▶ _Image-grounded pointing data_:
● ● ●
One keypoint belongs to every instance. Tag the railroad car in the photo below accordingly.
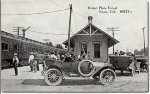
(11, 44)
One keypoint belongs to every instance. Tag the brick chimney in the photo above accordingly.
(90, 19)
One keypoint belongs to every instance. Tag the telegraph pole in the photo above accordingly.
(24, 31)
(144, 39)
(69, 28)
(113, 29)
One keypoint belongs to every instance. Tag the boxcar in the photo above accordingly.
(22, 46)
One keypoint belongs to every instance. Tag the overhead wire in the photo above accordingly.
(48, 33)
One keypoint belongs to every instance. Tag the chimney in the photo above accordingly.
(90, 19)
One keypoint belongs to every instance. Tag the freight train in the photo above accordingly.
(11, 44)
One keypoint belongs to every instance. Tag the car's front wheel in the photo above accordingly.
(107, 77)
(53, 77)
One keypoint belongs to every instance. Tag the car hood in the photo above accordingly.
(101, 64)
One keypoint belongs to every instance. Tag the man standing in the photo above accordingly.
(15, 63)
(31, 61)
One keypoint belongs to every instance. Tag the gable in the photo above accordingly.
(91, 30)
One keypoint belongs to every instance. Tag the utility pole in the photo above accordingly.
(113, 29)
(69, 28)
(144, 39)
(24, 31)
(17, 29)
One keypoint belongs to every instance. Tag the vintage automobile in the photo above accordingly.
(56, 71)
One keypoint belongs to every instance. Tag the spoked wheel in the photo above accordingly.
(86, 68)
(53, 77)
(107, 77)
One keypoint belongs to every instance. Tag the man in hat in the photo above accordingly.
(31, 60)
(15, 63)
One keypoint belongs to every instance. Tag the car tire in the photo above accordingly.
(53, 77)
(107, 77)
(81, 73)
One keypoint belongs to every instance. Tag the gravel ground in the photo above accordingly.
(33, 82)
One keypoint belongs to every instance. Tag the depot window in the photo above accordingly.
(83, 48)
(97, 50)
(5, 46)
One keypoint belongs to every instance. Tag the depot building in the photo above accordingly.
(92, 40)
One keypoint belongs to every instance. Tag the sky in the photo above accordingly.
(130, 34)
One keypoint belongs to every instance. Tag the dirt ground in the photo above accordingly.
(34, 82)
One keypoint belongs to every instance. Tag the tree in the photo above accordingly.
(59, 46)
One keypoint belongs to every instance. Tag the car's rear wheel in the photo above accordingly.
(53, 77)
(86, 68)
(107, 77)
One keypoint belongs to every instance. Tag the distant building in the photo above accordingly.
(92, 40)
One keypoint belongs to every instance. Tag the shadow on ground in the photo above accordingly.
(66, 82)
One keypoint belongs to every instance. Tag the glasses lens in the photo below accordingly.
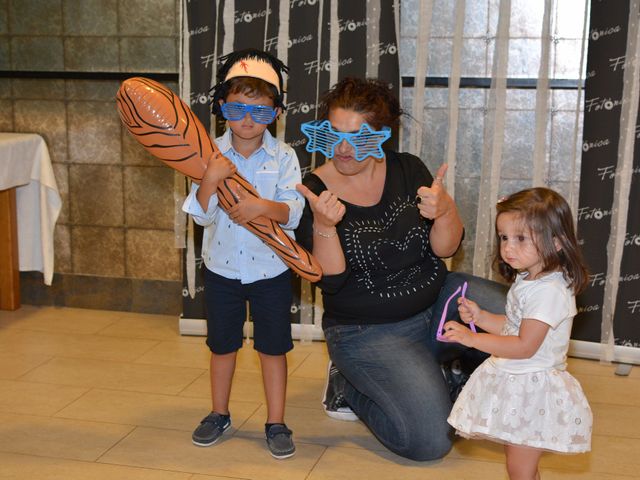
(234, 111)
(262, 113)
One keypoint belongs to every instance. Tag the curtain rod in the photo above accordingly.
(485, 82)
(47, 74)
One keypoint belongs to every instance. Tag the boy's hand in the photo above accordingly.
(327, 209)
(469, 310)
(456, 332)
(247, 209)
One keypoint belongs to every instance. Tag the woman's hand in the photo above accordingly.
(247, 209)
(218, 168)
(434, 201)
(327, 209)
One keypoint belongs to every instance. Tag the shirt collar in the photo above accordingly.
(269, 143)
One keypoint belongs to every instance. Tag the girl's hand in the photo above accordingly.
(327, 209)
(456, 332)
(247, 209)
(469, 310)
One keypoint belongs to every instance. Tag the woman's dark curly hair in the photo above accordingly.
(371, 98)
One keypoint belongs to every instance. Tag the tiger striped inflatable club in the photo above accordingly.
(163, 124)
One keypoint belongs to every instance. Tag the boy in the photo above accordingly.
(239, 266)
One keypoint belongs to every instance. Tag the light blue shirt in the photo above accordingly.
(231, 250)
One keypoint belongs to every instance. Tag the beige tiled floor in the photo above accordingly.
(112, 395)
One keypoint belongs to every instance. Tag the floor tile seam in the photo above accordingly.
(48, 360)
(175, 393)
(290, 373)
(131, 362)
(192, 382)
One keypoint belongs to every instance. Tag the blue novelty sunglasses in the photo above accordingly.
(324, 138)
(260, 113)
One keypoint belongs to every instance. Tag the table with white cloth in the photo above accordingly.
(29, 207)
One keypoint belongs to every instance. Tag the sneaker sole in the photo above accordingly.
(344, 416)
(282, 457)
(202, 444)
(336, 415)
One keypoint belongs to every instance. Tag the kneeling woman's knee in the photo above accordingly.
(425, 447)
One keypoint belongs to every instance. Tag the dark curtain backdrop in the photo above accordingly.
(602, 114)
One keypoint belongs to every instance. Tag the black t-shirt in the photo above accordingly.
(391, 273)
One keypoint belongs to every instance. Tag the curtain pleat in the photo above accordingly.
(493, 143)
(622, 181)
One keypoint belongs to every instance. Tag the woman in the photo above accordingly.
(378, 223)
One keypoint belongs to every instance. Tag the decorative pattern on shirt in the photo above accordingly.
(375, 248)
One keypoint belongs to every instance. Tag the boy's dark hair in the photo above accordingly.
(249, 85)
(370, 97)
(548, 217)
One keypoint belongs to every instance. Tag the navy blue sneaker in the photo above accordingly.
(333, 400)
(279, 441)
(210, 429)
(455, 377)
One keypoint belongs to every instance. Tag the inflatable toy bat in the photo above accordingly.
(163, 124)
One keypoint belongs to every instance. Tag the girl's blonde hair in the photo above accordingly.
(548, 217)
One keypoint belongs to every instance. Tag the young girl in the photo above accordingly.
(522, 395)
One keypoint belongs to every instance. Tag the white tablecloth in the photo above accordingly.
● ● ●
▶ _WHAT TO WORK ON_: Could you write out the records again exactly, without any of their pictures?

▶ _EXPECTED ANSWER_:
One keypoint belongs to every instance. Tag the railroad car in the photo below accordingly.
(11, 44)
One keypoint belongs to every instance. Tag the brick chimney in the photo above accordingly.
(90, 19)
One keypoint belongs to every instance. Tag the telegraph pole in the photo above accordingly.
(24, 31)
(144, 39)
(69, 28)
(113, 29)
One keypoint belongs to every instance. Tag the boxcar in the photo above accordingly.
(22, 46)
One keypoint belongs to every instance. Tag the overhead wire in the photo above accordingly.
(48, 33)
One keypoint belongs to every instance. Tag the chimney in the photo above accordingly.
(90, 19)
One keypoint belongs to every instance. Tag the freight train in the photo above accordingly.
(11, 44)
One keypoint belongs to every instance. Tag the car's front wheel in the photo above accordingly.
(107, 77)
(53, 77)
One keypoint belongs to every instance. Tag the car hood in the photo above accordingly.
(101, 64)
One keypoint belongs to every instance. Tag the man standing in the photo above accordingly.
(15, 63)
(31, 61)
One keypoint belongs to every instance. Tag the gable in the photo above accordingly.
(91, 30)
One keypoint belongs to every instance. Tag the utility pole in the photo above accordingly.
(113, 29)
(69, 28)
(144, 39)
(24, 31)
(17, 29)
One keypoint belongs to every instance. Tag the vintage automobile in the photo above accordingly.
(56, 71)
One keypoint belongs to every instance. Tag the spoked wheel in the photo above accordingly.
(86, 68)
(53, 77)
(107, 77)
One keypoint belongs to every instance. Tag the man in hat in the photo above accordingly.
(31, 60)
(15, 63)
One keypoint belongs to every instance. Tag the car tire in the photo above accordingly.
(53, 77)
(107, 77)
(81, 73)
One keypoint belongs to every instance. Tag the gravel ground in the photo above accordingly.
(33, 82)
One keypoint belongs to every instance. Tag the depot window in the photo above accordingly.
(83, 48)
(97, 50)
(5, 46)
One keypoint belongs to every instance. Tag the depot building in the photo above accordingly.
(92, 40)
One keypoint belongs to every instance. Tag the sky in the photo above accordingly.
(130, 34)
One keypoint belongs to every instance. Tag the dirt ground in the photo above accordingly.
(34, 82)
One keypoint belongs to every instance. Tag the tree in the photo above accordingly.
(59, 46)
One keypoint belongs to every instance. Tag the car's rear wheel in the photo above accordingly.
(53, 77)
(86, 68)
(107, 77)
One keypoint belongs to every instance. Tag the distant building in the photo above accordingly.
(92, 40)
One keypoint belongs to every instance. Tag the shadow on ground in the photo above accordingly.
(66, 82)
One keypoint belongs to every instance. Tag the glasses lens in the photo below accordingly.
(234, 111)
(262, 113)
One keypoint belongs to every instance. Tag the curtain rod in the photo above accordingly.
(485, 82)
(47, 74)
One keypoint belongs to every instance. Tag the boy's hand in the photo above accordingly.
(327, 209)
(469, 310)
(456, 332)
(247, 209)
One keypoint belongs to every instance. Tag the woman's hand in the photo above accordingly.
(247, 209)
(218, 168)
(434, 201)
(327, 209)
One keypoint belongs to every instance. Tag the shirt collar in the photo above accordingly.
(269, 143)
One keypoint belongs to every instance. Tag the girl's hand in the photo above accordingly.
(327, 209)
(456, 332)
(247, 209)
(469, 310)
One keypoint belongs to every instance. Tag the woman's dark curly hair in the photo above accordingly.
(371, 98)
One keypoint belongs to every instance. Tag the tiger striped inflatable club in the photo above accordingly.
(163, 124)
One keypoint belongs to every instance. Tag the boy in the photo above accordingly.
(239, 266)
One keypoint belongs to every instance. Tag the light blue shirt in the photo above accordingly.
(231, 250)
One keypoint belongs to every instance. Tag the beige tiled floor in the photo above accordingly.
(112, 395)
One keypoint belongs to every instance. Tag the floor tile seam in the photo above accordingly.
(48, 360)
(175, 393)
(290, 373)
(131, 362)
(192, 382)
One keypoint belongs to every instance. Tag the blue novelty sunglasses in the photo above accordingly.
(324, 138)
(260, 113)
One keypoint belongs to every instance. Tag the table with white cloth in the photo above accordingly.
(29, 207)
One keypoint belongs to every instance. Tag the sneaker sole in the photo above accordingly.
(344, 416)
(282, 457)
(202, 444)
(336, 415)
One keypoint belongs to every instance. Tag the kneeling woman's knee in the photo above accordingly.
(425, 447)
One keypoint belongs to every instance. Tag the dark curtain backdrop in the photo above accordingly.
(602, 114)
One keypoint belongs to every instance. Tag the black t-shirt in the photo above accordingly.
(391, 273)
One keypoint belongs to every instance. Tag the curtain pleat in the photo above accordingly.
(493, 143)
(622, 181)
One keypoint belongs to every instance. Tag the woman in the photo above accordingly.
(378, 223)
One keypoint belongs to every instance. Tag the decorative pattern on shirt in the photo above accordingly.
(375, 248)
One keypoint belongs to every instance. Tag the boy's dark hair in the photo above accordingly.
(249, 85)
(370, 97)
(548, 217)
One keypoint belongs to every instance. Tag the navy blue sneaker in the photo above accordingly.
(333, 400)
(279, 441)
(210, 429)
(455, 377)
One keypoint belongs to every instance. Tag the inflatable toy bat in the photo above accordingly.
(163, 124)
One keypoint belongs to every instance. Tag the girl's blonde hair in the photo above accordingly.
(548, 217)
One keypoint belongs to every instance. Tag the young girl in the photo above accordingly.
(522, 395)
One keypoint belongs to every instance. Tag the white tablecloth in the photo above accordingly.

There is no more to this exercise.